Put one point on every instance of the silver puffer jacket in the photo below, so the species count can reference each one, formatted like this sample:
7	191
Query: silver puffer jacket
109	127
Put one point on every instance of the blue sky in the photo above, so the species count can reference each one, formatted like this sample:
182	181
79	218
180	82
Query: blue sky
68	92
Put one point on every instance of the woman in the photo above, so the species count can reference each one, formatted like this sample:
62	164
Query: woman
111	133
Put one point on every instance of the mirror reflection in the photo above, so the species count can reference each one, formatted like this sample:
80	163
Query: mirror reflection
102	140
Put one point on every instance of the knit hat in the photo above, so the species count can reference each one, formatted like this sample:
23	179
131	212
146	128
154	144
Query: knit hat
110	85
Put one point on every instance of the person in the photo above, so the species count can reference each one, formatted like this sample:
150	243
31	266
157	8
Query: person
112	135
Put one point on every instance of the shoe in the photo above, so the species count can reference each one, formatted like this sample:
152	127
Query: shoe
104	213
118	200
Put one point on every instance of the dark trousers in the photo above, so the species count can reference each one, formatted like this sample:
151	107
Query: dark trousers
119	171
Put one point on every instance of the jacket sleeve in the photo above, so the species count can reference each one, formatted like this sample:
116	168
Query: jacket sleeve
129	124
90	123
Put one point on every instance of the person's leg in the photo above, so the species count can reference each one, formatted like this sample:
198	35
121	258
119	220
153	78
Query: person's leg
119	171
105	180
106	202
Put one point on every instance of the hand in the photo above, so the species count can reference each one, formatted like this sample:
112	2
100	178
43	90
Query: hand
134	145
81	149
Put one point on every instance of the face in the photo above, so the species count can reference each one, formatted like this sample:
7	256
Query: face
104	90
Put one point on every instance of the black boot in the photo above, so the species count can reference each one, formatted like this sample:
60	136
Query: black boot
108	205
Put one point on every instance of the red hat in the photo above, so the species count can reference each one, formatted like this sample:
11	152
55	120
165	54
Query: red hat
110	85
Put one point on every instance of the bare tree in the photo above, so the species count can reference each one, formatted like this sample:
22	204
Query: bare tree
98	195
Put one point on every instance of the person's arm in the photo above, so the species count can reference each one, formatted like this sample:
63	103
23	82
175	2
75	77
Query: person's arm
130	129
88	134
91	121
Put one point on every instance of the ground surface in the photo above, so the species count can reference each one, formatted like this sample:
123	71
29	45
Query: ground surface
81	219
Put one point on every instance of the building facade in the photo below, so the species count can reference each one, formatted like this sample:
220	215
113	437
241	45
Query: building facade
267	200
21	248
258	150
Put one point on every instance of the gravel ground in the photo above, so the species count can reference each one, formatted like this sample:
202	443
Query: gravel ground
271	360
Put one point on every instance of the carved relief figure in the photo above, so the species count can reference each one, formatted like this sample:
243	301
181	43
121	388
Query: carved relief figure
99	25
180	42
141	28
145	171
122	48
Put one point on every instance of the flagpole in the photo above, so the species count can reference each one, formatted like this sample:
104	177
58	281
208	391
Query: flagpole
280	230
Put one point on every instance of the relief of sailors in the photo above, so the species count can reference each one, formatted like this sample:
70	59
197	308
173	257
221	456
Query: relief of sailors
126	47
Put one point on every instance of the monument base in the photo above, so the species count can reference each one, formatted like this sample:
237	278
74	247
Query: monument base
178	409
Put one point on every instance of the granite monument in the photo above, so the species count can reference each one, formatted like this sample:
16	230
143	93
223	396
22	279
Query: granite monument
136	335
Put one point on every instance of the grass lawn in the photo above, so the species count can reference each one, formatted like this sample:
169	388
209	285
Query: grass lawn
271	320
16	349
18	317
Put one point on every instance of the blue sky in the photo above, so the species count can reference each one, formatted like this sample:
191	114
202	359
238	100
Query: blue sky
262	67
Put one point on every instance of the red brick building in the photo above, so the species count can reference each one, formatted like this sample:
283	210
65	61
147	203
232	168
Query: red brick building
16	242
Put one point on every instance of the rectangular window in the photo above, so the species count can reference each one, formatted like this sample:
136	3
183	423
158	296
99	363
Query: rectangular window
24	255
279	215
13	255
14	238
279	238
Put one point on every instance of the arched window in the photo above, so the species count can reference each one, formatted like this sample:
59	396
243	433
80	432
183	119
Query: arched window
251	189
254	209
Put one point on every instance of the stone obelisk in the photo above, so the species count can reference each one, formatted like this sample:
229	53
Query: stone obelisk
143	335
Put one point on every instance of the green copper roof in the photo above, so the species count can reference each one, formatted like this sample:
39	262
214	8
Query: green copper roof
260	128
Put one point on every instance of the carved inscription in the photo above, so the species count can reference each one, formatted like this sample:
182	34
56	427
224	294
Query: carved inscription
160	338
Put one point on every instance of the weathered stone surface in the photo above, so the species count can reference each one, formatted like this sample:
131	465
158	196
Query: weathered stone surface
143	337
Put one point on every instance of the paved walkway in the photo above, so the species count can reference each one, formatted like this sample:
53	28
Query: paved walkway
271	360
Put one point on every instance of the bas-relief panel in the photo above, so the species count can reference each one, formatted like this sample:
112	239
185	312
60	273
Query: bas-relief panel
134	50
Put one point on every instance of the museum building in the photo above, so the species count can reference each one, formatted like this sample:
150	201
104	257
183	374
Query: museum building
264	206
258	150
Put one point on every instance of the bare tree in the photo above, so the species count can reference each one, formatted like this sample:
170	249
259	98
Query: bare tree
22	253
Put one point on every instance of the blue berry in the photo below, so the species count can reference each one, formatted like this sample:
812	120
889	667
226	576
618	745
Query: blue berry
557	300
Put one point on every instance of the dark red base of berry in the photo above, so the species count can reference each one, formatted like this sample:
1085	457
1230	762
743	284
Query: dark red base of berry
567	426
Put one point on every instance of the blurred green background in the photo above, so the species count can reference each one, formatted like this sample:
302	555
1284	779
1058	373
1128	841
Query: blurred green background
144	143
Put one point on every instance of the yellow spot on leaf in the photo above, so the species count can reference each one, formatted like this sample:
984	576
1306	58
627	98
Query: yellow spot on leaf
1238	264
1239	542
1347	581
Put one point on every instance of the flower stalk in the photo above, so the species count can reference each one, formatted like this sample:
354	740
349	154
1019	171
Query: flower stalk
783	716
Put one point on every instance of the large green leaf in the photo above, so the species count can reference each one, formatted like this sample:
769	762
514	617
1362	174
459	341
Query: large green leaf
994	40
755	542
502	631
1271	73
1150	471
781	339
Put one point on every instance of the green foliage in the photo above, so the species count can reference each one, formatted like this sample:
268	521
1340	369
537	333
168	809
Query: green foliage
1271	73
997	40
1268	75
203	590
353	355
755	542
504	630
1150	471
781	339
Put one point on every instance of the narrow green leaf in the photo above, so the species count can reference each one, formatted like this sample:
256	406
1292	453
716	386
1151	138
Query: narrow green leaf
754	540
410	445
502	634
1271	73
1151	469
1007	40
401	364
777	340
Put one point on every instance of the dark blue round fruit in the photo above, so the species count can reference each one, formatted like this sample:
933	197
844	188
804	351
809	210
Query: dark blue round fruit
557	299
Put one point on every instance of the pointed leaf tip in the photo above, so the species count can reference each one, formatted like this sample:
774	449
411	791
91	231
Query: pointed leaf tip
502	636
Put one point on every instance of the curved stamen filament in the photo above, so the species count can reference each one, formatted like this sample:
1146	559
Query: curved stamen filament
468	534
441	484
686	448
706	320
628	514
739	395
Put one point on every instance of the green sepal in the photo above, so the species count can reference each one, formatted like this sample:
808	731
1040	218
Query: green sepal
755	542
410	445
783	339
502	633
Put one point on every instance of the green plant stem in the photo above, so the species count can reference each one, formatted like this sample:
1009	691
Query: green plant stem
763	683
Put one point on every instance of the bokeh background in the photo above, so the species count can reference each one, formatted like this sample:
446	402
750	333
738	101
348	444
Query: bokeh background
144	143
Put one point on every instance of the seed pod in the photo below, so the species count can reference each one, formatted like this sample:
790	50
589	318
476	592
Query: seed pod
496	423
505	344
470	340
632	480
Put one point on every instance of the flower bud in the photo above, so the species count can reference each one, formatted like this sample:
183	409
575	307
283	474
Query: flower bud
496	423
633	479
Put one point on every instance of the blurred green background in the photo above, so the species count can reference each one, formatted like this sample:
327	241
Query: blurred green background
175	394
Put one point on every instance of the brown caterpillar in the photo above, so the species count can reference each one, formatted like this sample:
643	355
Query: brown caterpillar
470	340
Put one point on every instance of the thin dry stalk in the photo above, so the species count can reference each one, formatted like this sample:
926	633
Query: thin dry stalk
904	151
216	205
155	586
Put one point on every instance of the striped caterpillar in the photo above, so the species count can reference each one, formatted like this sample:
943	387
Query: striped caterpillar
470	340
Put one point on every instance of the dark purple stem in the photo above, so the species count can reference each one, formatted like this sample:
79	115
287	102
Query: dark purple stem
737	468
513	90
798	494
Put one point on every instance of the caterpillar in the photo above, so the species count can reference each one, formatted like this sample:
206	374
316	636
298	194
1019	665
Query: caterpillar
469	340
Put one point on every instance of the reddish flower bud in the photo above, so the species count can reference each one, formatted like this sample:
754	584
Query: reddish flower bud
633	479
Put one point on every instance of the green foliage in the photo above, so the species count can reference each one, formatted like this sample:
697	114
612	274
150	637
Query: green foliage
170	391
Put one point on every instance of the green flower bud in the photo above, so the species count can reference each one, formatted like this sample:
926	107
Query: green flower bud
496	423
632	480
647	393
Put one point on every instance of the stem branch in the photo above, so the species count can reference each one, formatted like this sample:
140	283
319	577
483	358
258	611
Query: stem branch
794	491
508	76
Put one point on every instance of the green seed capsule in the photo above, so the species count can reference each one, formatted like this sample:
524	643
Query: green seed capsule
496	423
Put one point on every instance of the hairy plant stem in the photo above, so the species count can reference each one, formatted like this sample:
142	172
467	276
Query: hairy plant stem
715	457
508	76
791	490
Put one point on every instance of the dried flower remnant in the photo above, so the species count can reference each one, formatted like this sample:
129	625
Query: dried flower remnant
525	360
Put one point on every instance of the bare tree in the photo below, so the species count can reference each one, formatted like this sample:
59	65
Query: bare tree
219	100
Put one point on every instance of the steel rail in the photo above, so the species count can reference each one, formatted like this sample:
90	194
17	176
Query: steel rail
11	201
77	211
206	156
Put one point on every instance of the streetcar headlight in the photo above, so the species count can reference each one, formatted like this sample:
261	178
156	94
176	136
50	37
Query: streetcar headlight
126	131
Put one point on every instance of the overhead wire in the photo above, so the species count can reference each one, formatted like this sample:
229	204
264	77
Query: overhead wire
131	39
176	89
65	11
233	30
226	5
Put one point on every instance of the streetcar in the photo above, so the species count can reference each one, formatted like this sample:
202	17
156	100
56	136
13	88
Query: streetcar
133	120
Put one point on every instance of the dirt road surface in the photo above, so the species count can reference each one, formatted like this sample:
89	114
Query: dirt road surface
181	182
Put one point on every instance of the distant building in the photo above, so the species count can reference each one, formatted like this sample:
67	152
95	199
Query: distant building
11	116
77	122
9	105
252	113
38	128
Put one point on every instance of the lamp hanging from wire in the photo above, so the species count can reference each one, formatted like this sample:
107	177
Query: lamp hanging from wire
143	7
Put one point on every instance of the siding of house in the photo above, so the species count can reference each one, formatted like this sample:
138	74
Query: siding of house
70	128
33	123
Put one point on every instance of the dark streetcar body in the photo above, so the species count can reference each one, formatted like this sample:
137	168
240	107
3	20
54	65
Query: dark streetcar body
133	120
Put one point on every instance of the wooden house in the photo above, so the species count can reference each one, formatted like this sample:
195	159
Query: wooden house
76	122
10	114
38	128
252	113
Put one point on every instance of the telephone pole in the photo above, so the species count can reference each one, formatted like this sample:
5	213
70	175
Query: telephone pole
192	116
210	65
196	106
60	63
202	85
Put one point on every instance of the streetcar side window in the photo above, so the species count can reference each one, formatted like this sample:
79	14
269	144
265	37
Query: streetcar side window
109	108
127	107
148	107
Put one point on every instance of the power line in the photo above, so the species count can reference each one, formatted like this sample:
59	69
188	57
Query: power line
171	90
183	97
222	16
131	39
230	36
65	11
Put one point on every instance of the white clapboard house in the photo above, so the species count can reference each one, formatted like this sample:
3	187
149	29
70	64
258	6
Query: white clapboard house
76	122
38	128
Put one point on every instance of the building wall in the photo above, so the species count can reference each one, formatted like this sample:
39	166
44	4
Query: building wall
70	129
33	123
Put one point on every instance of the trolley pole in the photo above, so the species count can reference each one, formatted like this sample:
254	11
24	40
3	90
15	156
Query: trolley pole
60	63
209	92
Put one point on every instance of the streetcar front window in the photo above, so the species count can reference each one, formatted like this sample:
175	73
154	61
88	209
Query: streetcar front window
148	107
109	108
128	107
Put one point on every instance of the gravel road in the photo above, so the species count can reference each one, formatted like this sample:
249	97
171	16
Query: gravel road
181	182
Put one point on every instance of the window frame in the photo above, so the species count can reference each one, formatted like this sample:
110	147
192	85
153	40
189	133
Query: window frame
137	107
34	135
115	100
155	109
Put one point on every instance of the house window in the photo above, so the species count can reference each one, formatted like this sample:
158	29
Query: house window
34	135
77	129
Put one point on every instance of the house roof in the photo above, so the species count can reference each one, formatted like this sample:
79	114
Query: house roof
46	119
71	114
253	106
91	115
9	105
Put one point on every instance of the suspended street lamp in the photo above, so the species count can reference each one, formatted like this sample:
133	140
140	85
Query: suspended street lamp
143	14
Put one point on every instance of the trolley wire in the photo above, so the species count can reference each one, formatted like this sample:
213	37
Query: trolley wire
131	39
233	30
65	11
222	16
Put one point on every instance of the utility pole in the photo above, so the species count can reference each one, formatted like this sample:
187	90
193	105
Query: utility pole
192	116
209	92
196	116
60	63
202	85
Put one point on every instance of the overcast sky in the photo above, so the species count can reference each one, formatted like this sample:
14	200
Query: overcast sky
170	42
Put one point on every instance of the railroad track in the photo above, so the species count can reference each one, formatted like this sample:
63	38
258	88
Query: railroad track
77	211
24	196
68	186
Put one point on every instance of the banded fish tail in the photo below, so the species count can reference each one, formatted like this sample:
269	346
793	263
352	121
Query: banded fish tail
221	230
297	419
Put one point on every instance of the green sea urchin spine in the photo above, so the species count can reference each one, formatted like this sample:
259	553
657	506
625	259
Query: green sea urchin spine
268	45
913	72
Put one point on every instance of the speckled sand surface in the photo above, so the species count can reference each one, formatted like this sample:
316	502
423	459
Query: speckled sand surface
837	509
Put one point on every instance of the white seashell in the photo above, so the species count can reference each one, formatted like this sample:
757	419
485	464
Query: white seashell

•••••

### Task requirements
Print the lines of the data above, starting at the line that contains "Put one point on every instance of the green sea" and ending at the final line of the data, with both ends included.

### Answer below
Put one point on every instance of the green sea urchin spine in the photo above, so the species count can reference each one, formatted like this sample:
259	553
657	506
625	259
Query: green sea urchin spine
268	45
913	72
Put one point on every instance of the speckled sand surface in the photo above, so the species count can reference each one, formatted like this sample:
316	502
423	459
Query: speckled sand surface
837	509
Put one point on every instance of the white seashell in the photo above, so the species count can reference each one, formatted like this sample:
757	419
485	464
Query: white seashell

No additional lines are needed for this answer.